- **WHAT THIS TASK INVOLVES**: Take the line containing "Locate the tree branch" through the last line of the data and retype those lines exactly. Pictures do not belong in the copy.

- **EXERCISE DATA**:
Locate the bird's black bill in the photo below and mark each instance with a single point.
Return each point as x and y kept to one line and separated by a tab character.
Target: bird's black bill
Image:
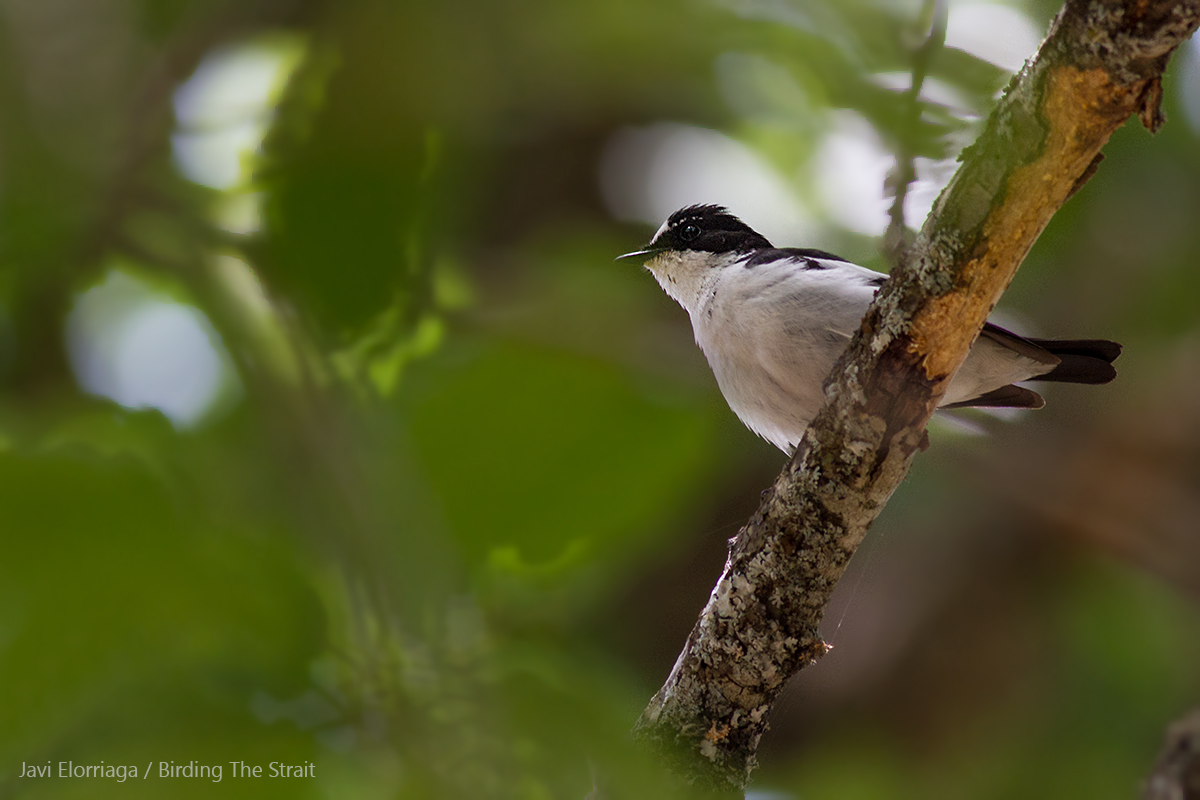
649	252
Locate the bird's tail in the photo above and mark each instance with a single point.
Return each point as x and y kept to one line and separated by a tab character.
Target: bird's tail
1084	361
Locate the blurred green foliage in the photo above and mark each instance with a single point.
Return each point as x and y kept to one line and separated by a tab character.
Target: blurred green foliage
447	534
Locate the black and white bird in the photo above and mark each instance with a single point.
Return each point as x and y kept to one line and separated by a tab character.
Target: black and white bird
773	320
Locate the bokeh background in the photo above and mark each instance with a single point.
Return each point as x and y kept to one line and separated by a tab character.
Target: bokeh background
331	434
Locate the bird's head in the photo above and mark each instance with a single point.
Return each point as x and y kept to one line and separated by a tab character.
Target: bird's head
701	229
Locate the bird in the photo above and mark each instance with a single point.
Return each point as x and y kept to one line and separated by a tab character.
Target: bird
773	320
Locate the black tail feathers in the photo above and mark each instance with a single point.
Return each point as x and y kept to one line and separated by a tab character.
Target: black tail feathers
1084	361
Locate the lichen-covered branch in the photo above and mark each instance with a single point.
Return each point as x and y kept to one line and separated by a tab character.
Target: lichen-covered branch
1176	776
1101	62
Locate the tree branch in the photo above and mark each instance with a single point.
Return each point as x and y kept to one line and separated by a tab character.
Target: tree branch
1101	62
1176	775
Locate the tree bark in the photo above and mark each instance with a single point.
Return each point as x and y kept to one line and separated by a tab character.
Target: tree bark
1176	775
1101	62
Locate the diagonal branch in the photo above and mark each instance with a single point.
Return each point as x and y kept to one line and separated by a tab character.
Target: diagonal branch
1101	64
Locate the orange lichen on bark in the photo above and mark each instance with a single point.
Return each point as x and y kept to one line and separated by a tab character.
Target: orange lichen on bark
1083	108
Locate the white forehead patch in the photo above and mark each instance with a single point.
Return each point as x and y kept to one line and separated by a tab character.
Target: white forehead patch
661	230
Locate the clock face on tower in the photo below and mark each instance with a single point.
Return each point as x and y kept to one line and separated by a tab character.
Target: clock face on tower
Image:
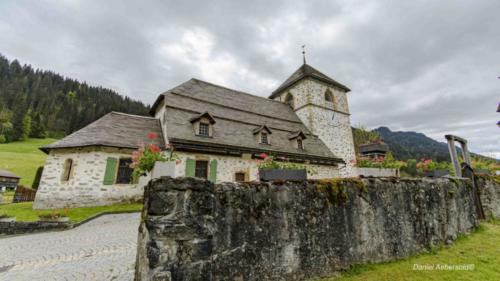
332	120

- **WRITTEN SOLUTION**:
Locate the tree branch in the photo above and mark each instance with a single point.
Return each point as x and y kept to one line and separated by a tab character.
Target: tree branch
1101	62
1176	775
Locate the tree bark in the photo above and mark each instance with a single point.
Return each point as x and y kept to one line and separated by a tab character.
Target: tree bark
1176	775
1101	62
Locate the diagonal branch in the photo above and mark each instance with a single point.
Return each point as x and y kept to one line and separated by a tab character.
Target: diagonal branch
1101	64
Locate the orange lichen on bark in the photo above and mark each instance with a single point.
Return each point as x and y kept to one line and separated by a tab character.
Target: orange lichen on bark
1083	108
Locate the white forehead patch in the photo above and mark each instance with a single point.
Return each point as x and y kept to one line and separated by a tab character.
Target: white forehead patch
661	230
Locate the clock face on tower in the photo below and mark each instance with a single point.
Return each point as x and y kept to one line and separated by a tab character.
Target: clock face on tower
Image:
332	120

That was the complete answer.